** DATA SUPPLIED follows **

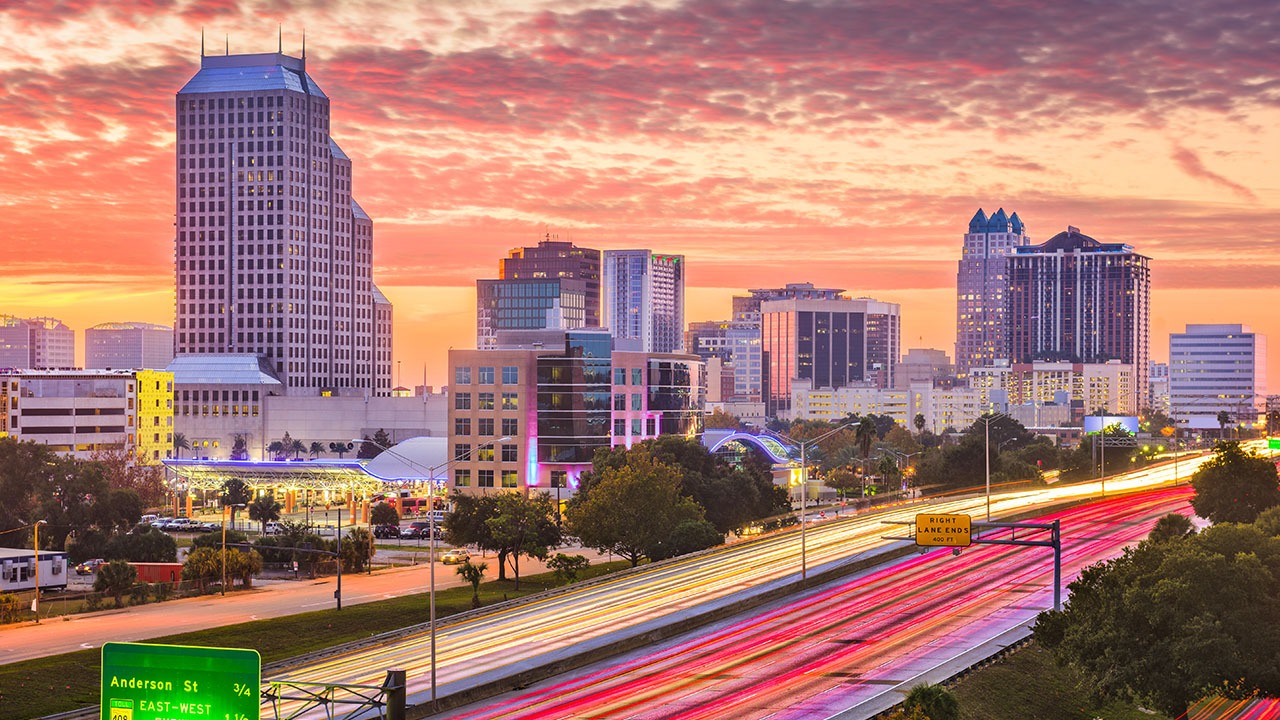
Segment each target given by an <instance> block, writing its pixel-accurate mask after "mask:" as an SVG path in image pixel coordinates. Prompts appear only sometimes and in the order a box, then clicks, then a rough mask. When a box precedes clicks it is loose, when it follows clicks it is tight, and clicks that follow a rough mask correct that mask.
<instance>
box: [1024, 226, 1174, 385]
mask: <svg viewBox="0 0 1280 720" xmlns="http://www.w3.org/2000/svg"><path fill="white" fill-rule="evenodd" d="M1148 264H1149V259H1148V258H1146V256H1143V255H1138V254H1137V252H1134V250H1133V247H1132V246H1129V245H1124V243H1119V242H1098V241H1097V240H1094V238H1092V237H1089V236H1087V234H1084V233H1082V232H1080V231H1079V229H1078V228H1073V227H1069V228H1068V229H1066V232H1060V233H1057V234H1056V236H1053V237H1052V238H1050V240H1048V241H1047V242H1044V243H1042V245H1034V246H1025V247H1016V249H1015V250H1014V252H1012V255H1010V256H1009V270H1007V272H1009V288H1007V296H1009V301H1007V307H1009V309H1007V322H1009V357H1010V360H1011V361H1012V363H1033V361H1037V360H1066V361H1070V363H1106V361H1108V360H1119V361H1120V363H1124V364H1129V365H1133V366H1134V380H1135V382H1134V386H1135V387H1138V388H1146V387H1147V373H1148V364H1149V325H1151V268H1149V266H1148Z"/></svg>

** End of DATA SUPPLIED **
** DATA SUPPLIED follows **

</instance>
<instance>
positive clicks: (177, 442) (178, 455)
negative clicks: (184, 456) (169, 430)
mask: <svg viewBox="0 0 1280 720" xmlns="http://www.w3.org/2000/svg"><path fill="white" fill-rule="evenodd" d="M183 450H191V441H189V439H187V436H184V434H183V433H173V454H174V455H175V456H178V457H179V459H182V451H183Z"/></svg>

** End of DATA SUPPLIED **
** DATA SUPPLIED follows **

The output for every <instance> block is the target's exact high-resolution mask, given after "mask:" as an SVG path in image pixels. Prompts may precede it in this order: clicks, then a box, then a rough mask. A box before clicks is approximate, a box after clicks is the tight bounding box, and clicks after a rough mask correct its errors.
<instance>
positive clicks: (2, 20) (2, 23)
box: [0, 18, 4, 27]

** End of DATA SUPPLIED **

DESCRIPTION OF THE TASK
Look through the entries above and report each line where the string "positive" occurs.

EXPECTED ANSWER
positive clicks: (177, 442) (178, 455)
positive clicks: (2, 20) (2, 23)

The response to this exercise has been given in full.